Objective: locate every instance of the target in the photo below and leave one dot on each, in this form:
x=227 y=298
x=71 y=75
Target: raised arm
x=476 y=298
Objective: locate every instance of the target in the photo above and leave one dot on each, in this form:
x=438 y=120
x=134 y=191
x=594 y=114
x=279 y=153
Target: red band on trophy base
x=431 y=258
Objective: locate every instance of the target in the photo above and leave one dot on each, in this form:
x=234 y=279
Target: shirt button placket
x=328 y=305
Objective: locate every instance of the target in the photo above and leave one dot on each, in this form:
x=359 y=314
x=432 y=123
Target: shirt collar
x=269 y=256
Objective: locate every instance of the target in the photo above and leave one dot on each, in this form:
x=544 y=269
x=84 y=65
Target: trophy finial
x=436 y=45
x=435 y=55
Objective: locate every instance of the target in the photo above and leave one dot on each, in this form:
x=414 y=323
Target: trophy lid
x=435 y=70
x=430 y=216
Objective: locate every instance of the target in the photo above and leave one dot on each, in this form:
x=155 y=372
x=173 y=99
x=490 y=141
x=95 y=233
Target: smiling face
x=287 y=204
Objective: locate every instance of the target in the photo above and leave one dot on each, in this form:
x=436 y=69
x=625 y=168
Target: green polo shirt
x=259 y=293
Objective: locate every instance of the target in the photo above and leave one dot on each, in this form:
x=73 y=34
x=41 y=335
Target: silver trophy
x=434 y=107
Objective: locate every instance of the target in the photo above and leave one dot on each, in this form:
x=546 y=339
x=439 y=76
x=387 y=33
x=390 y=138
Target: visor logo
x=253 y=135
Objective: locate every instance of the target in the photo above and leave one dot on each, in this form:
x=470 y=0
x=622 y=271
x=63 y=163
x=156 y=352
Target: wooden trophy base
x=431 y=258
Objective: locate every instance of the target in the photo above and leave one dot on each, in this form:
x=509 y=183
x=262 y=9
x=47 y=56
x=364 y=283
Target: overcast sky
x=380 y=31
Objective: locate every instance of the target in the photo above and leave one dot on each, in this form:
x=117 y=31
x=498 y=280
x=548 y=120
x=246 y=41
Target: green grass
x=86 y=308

## [Task directions]
Send back each record exactly as it stands.

## [Response area]
Objective: locate every instance of the target in the photo below and leave one dot on each, in this form:
x=227 y=298
x=71 y=75
Target: raised arm
x=476 y=298
Objective: locate every instance of the target in the photo above and leave one dot on each, in this form:
x=438 y=120
x=134 y=191
x=594 y=114
x=279 y=153
Target: red band on trophy base
x=431 y=258
Objective: locate every instance of the target in the photo above and leave one dot on each, in this form:
x=234 y=279
Target: shirt button placket
x=328 y=305
Objective: locate every instance of the target in the photo above and leave one dot on each, in this form:
x=359 y=314
x=432 y=123
Target: shirt collar
x=269 y=256
Objective: locate every instance of the target in the photo above and leave one dot on each, in this form:
x=544 y=269
x=84 y=65
Target: trophy finial
x=436 y=45
x=435 y=55
Objective: locate every instance of the target in the photo above and leave one dot on each, in this form:
x=414 y=323
Target: trophy lid
x=435 y=70
x=430 y=216
Objective: locate every instance of the target in the photo above and leave one dot on each, in this form:
x=155 y=372
x=173 y=99
x=490 y=141
x=95 y=233
Target: smiling face
x=287 y=204
Objective: locate every instance of the target in the photo above and leave one dot on each, in this form:
x=436 y=69
x=625 y=168
Target: green polo shirt
x=259 y=293
Objective: locate every instance of the target in the photo above and leave one dot on each, in this form:
x=73 y=34
x=41 y=335
Target: silver trophy
x=434 y=107
Objective: locate every instance of the target in the photo above and leave one dot on each, in this form:
x=546 y=339
x=439 y=76
x=387 y=33
x=390 y=138
Target: visor logo
x=253 y=135
Objective: locate every instance of the target in the photo above and leave one dot on each, in this form:
x=470 y=0
x=622 y=271
x=63 y=163
x=156 y=352
Target: wooden trophy base
x=431 y=258
Objective: locate every instance of the target in the photo above and leave one dot on each, in this form:
x=509 y=183
x=262 y=9
x=47 y=56
x=364 y=283
Target: overcast sky
x=380 y=31
Objective: locate every instance of the target in the photo above and leave one dot on each, in this form:
x=117 y=31
x=498 y=280
x=548 y=120
x=246 y=41
Target: green grass
x=86 y=308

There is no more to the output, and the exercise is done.